Signed-off-by: Pavel Emelyanov <xemul@openvz.org>

---

include/linux/pid.h | 16 ++++++++++++++--
include/linux/sched.h | 31 +++++++++++++++++++++++++++++--
kernel/pid.c | 32 +++++++++++++++++---------------
3 files changed, 60 insertions(+), 19 deletions(-)

diff -upr linux-2.6.23-rc1-mm1.orig/include/linux/pid.h linux-2.6.23-rc1-mm1-7/include/linux/pid.h
--- linux-2.6.23-rc1-mm1.orig/include/linux/pid.h 2007-07-26 16:34:45.000000000 +0400
+++ linux-2.6.23-rc1-mm1-7/include/linux/pid.h 2007-07-26 16:36:37.000000000 +0400
@@ -83,17 +92,29 @@ extern void FASTCALL(detach_pid(struct t
extern void FASTCALL(transfer_pid(struct task_struct *old,
struct task_struct *new, enum pid_type));

+struct pid_namespace;
+extern struct pid_namespace init_pid_ns;
+
/*
* look up a PID in the hash table. Must be called with the tasklist_lock
* or rcu_read_lock() held.
+ *
+ * find_pid_ns() finds the pid in the namespace specified
+ * find_pid() find the pid by its global id, i.e. in the init namespace
+ * find_vpid() finr the pid by its virtual id, i.e. in the current namespace
+ *
+ * see also find_task_by_pid() set in include/linux/sched.h
*/
-extern struct pid *FASTCALL(find_pid(int nr));
+extern struct pid *FASTCALL(find_pid_ns(int nr, struct pid_namespace *ns));
+
+#define find_vpid(pid) find_pid_ns(pid, current->nsproxy->pid_ns)
+#define find_pid(pid) find_pid_ns(pid, &init_pid_ns)

• Work to do:
(1) Reproduce the part of the kernel patch excerpt that opens with the words containing "Signed-off-by: Pavel Emelyanov" and closes with "insertions(+), 19 deletions(-)".
(2) Count the lines of the listing that contain the string "dress", matching case exactly, and give only that number.
The kernel patch excerpt and the listing that follows it have no connection to each other.

Recorded data
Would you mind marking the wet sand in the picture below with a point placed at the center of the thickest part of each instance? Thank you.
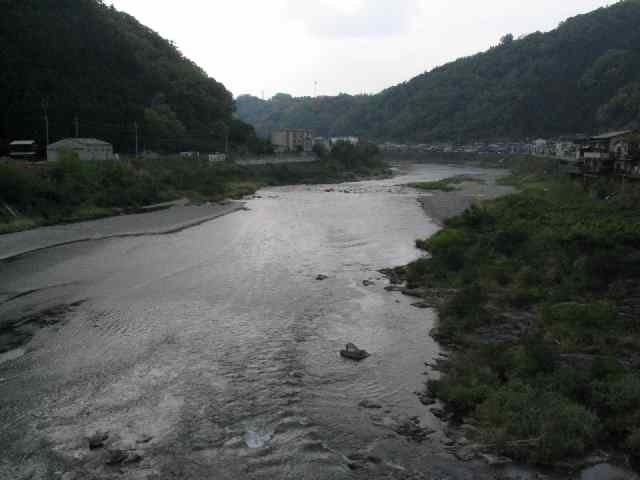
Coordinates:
(442, 205)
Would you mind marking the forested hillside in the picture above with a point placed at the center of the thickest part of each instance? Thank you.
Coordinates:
(81, 58)
(581, 77)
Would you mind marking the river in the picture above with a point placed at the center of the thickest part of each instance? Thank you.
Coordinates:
(213, 352)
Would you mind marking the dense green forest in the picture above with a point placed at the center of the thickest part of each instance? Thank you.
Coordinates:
(581, 77)
(81, 58)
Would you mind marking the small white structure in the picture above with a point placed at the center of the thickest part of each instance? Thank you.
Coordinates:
(217, 157)
(86, 148)
(23, 149)
(351, 140)
(191, 155)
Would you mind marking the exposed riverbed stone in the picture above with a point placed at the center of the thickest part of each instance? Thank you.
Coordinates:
(393, 288)
(123, 457)
(368, 404)
(97, 440)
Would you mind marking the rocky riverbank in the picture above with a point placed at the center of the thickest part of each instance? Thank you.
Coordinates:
(543, 366)
(442, 205)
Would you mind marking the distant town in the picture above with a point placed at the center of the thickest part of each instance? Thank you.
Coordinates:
(612, 152)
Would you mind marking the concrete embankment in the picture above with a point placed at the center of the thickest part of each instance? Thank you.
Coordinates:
(154, 223)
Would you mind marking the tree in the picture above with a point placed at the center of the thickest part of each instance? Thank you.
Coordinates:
(507, 39)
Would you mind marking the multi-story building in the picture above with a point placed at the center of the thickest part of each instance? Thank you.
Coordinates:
(292, 140)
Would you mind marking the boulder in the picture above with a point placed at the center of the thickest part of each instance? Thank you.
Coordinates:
(369, 405)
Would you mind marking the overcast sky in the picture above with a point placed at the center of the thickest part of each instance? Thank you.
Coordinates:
(350, 46)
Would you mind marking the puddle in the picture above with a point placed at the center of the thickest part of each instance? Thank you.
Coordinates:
(12, 355)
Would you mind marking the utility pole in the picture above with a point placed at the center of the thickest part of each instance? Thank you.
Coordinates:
(135, 126)
(226, 140)
(45, 107)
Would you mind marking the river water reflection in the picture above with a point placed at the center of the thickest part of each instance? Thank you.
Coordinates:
(213, 352)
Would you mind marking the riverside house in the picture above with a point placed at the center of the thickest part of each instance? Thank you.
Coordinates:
(292, 140)
(86, 148)
(613, 152)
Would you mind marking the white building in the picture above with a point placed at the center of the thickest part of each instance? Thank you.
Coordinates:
(217, 157)
(23, 150)
(86, 148)
(351, 140)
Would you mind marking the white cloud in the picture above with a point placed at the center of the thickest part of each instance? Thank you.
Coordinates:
(355, 19)
(350, 46)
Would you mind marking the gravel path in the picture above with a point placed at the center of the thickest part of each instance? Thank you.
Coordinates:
(441, 205)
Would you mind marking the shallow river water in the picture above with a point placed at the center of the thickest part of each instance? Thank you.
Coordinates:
(212, 353)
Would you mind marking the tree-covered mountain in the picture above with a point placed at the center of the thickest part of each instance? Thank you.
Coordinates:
(81, 58)
(581, 77)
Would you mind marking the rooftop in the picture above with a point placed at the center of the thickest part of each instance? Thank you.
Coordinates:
(610, 135)
(80, 142)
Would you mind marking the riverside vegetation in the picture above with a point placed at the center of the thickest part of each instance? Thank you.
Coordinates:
(71, 190)
(445, 185)
(543, 325)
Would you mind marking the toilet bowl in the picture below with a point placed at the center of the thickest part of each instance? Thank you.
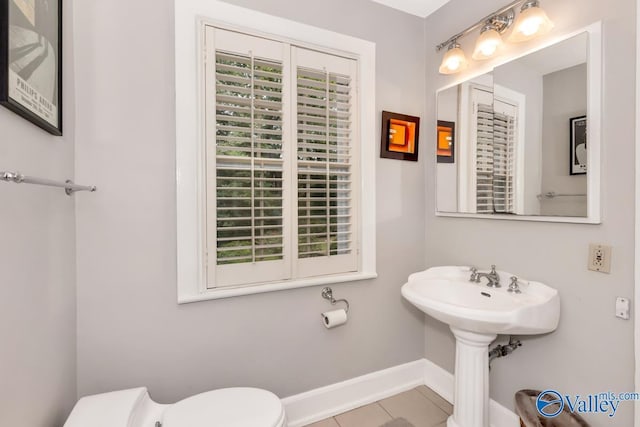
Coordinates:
(230, 407)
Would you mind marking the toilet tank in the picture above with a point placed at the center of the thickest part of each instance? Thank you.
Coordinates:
(125, 408)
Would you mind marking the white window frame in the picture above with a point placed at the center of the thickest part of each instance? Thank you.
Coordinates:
(190, 16)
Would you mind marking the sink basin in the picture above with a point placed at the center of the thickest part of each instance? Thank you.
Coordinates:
(476, 315)
(446, 294)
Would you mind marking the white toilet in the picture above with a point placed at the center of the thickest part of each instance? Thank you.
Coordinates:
(229, 407)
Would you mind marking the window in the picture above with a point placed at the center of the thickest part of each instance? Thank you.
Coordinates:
(276, 188)
(495, 158)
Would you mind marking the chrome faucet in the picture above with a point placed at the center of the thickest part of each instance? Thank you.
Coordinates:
(513, 287)
(492, 277)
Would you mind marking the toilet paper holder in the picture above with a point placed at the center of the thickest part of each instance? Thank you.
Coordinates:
(327, 293)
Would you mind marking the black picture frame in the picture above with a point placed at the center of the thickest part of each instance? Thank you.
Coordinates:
(387, 149)
(578, 145)
(31, 64)
(450, 129)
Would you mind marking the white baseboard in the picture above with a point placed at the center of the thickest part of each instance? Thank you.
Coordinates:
(334, 399)
(441, 381)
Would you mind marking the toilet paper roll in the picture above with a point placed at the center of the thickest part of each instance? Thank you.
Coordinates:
(334, 318)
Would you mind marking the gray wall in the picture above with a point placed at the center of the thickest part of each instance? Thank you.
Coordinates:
(131, 331)
(37, 269)
(591, 350)
(565, 96)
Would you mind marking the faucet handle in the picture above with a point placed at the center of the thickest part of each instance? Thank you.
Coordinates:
(513, 286)
(474, 274)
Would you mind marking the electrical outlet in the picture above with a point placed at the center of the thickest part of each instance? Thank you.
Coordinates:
(599, 258)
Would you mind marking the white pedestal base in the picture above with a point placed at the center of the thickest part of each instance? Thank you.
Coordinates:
(471, 392)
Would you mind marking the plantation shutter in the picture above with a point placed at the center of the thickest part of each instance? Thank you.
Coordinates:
(495, 159)
(326, 166)
(504, 162)
(246, 220)
(484, 159)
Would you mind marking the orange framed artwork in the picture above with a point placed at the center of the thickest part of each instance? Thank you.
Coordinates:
(446, 142)
(399, 136)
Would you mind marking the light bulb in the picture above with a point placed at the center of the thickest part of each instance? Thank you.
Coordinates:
(532, 22)
(487, 44)
(454, 60)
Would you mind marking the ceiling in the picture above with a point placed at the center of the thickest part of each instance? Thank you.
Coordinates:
(421, 8)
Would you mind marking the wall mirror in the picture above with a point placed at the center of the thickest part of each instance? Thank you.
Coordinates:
(523, 140)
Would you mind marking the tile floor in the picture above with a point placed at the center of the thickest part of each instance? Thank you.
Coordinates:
(421, 406)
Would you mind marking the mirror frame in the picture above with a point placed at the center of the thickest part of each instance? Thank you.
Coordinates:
(594, 132)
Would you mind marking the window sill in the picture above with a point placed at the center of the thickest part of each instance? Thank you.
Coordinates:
(220, 293)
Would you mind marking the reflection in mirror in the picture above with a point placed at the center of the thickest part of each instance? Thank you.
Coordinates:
(520, 137)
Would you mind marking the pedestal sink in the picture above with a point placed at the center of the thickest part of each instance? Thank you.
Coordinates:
(476, 315)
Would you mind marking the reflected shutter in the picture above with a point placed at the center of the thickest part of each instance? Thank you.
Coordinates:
(504, 162)
(484, 159)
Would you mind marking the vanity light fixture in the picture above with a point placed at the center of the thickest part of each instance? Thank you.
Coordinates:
(454, 60)
(531, 22)
(488, 43)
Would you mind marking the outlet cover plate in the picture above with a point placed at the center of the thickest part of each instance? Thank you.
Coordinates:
(599, 258)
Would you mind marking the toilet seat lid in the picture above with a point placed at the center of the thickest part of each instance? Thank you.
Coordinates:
(230, 407)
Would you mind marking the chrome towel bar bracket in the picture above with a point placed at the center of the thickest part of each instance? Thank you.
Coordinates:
(68, 185)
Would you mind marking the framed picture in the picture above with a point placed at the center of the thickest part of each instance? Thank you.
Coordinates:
(31, 61)
(446, 142)
(399, 136)
(578, 146)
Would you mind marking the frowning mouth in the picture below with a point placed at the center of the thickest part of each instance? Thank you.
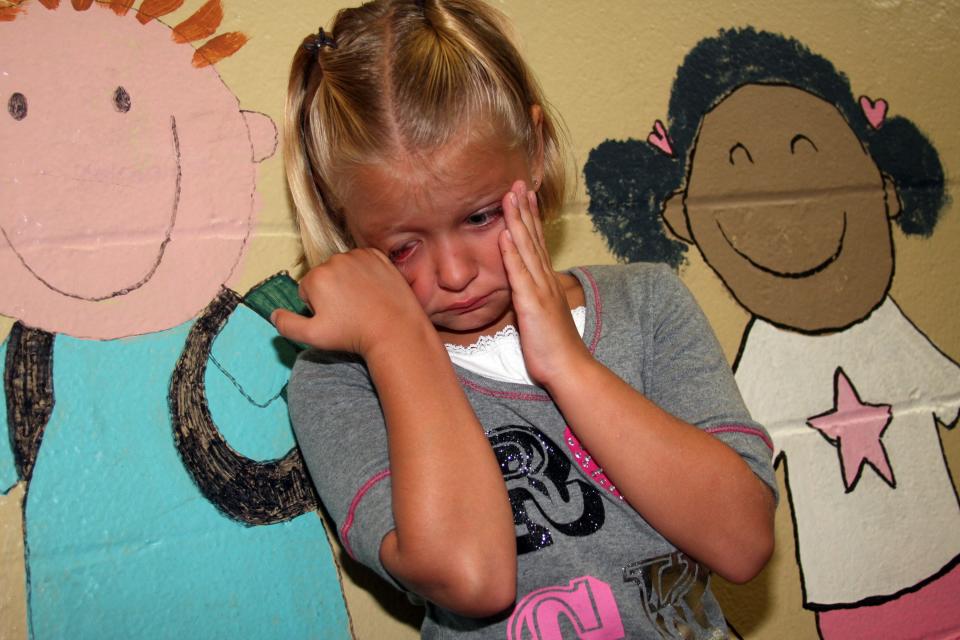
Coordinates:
(806, 273)
(465, 306)
(160, 251)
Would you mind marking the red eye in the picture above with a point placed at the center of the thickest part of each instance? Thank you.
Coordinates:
(485, 217)
(401, 253)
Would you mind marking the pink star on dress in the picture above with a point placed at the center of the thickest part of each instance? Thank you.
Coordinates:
(855, 428)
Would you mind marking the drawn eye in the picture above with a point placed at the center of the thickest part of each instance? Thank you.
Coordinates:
(738, 151)
(17, 106)
(797, 139)
(121, 100)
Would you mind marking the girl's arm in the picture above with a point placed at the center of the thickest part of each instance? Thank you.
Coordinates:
(454, 541)
(694, 489)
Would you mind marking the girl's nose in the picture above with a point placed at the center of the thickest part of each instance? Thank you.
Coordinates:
(456, 267)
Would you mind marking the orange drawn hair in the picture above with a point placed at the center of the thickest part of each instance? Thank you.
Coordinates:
(201, 24)
(150, 9)
(120, 7)
(216, 49)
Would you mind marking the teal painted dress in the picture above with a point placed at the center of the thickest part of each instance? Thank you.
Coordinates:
(120, 542)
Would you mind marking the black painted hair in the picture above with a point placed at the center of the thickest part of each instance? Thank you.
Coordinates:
(628, 181)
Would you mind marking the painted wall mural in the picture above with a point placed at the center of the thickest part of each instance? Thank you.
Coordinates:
(144, 399)
(787, 183)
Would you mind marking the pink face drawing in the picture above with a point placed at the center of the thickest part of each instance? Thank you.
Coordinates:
(127, 176)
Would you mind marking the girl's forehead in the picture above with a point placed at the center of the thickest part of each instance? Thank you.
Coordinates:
(756, 109)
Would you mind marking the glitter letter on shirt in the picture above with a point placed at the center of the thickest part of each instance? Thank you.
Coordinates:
(586, 603)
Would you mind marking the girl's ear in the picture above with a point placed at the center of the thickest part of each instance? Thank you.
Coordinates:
(675, 215)
(894, 206)
(536, 162)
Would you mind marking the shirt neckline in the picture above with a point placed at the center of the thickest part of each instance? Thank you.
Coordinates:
(591, 334)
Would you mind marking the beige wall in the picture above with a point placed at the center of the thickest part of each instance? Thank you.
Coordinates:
(608, 66)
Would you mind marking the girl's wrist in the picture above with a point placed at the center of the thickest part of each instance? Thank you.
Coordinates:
(405, 340)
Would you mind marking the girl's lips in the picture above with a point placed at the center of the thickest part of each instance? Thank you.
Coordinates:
(466, 305)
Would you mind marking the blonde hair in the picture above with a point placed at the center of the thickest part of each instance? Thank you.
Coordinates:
(404, 75)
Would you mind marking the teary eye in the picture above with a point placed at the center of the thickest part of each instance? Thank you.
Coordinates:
(17, 106)
(801, 138)
(739, 150)
(121, 100)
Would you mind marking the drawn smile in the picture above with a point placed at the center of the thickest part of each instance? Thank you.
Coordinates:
(156, 262)
(790, 274)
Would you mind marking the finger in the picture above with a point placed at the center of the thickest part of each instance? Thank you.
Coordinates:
(295, 327)
(521, 282)
(521, 238)
(538, 221)
(536, 230)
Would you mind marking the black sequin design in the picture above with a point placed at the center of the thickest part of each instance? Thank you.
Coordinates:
(544, 498)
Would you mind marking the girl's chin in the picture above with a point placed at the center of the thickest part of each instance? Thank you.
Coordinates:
(465, 329)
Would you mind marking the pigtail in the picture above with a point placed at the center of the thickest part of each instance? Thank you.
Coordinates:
(628, 182)
(320, 232)
(906, 155)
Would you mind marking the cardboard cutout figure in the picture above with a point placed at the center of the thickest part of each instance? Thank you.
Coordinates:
(787, 185)
(126, 204)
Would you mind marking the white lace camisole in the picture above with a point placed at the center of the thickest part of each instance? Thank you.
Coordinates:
(499, 356)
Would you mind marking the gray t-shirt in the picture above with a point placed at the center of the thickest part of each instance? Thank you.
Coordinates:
(588, 564)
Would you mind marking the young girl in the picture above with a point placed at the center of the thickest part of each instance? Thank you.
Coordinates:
(462, 394)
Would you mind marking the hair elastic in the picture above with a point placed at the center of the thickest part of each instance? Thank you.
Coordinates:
(319, 41)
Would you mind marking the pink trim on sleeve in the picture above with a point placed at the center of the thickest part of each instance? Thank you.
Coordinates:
(348, 522)
(739, 428)
(597, 307)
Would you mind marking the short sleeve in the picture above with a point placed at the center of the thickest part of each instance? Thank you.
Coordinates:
(340, 428)
(687, 375)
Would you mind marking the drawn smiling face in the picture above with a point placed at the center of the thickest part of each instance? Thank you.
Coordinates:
(128, 177)
(789, 209)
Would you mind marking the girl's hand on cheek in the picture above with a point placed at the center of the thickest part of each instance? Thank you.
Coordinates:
(548, 335)
(359, 301)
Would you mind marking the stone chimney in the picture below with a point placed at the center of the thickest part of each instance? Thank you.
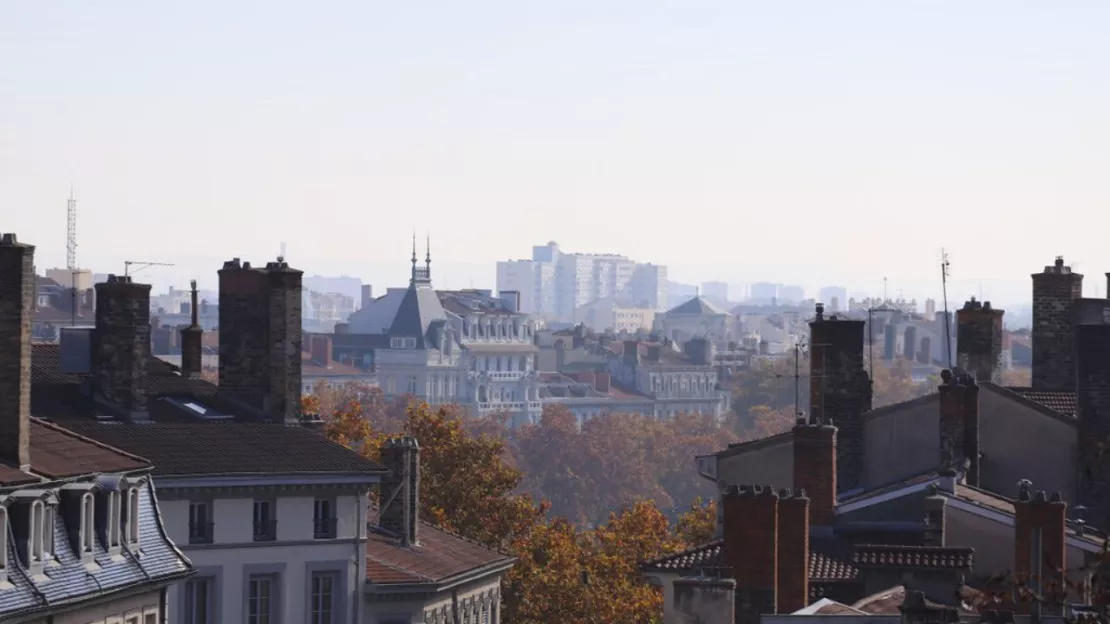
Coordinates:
(959, 422)
(750, 549)
(17, 309)
(700, 600)
(979, 340)
(815, 456)
(399, 496)
(793, 551)
(1040, 520)
(840, 389)
(260, 338)
(1092, 394)
(121, 344)
(1053, 361)
(192, 339)
(935, 517)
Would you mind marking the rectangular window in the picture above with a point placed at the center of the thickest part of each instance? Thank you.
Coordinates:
(323, 599)
(260, 601)
(323, 519)
(265, 523)
(198, 601)
(200, 522)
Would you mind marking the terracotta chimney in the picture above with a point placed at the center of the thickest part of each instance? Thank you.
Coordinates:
(17, 309)
(192, 339)
(815, 458)
(750, 549)
(1040, 517)
(400, 490)
(793, 551)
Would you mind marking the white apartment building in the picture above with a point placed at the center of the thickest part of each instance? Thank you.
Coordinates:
(453, 346)
(553, 284)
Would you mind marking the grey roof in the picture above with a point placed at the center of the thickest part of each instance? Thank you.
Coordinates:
(419, 309)
(696, 305)
(71, 583)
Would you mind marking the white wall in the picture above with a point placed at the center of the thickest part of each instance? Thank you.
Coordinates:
(141, 605)
(233, 555)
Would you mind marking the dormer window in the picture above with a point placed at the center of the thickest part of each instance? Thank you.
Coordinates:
(88, 523)
(131, 516)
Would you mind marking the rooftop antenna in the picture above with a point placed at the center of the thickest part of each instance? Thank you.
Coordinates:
(139, 265)
(71, 232)
(948, 321)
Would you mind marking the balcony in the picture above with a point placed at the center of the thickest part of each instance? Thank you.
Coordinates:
(200, 532)
(323, 529)
(265, 531)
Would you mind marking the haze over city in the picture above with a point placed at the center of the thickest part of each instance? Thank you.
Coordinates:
(793, 142)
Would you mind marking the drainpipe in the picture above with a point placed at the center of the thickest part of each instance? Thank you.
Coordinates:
(360, 554)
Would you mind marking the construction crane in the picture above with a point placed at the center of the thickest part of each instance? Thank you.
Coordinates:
(139, 265)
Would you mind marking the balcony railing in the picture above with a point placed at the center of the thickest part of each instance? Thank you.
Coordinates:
(200, 532)
(265, 531)
(323, 527)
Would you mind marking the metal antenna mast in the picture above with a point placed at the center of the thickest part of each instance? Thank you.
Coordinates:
(71, 232)
(948, 320)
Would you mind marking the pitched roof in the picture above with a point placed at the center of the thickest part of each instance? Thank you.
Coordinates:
(823, 567)
(1062, 402)
(59, 453)
(419, 309)
(229, 448)
(440, 556)
(696, 305)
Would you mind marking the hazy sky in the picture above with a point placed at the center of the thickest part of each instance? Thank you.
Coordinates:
(809, 142)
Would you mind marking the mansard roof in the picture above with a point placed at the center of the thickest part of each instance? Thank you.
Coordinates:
(72, 582)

• Solutions by task:
(1)
Signed-off-by: Pavel Emelyanov <xemul@openvz.org>

---

include/linux/pid.h | 16 ++++++++++++++--
include/linux/sched.h | 31 +++++++++++++++++++++++++++++--
kernel/pid.c | 32 +++++++++++++++++---------------
3 files changed, 60 insertions(+), 19 deletions(-)

(2) 2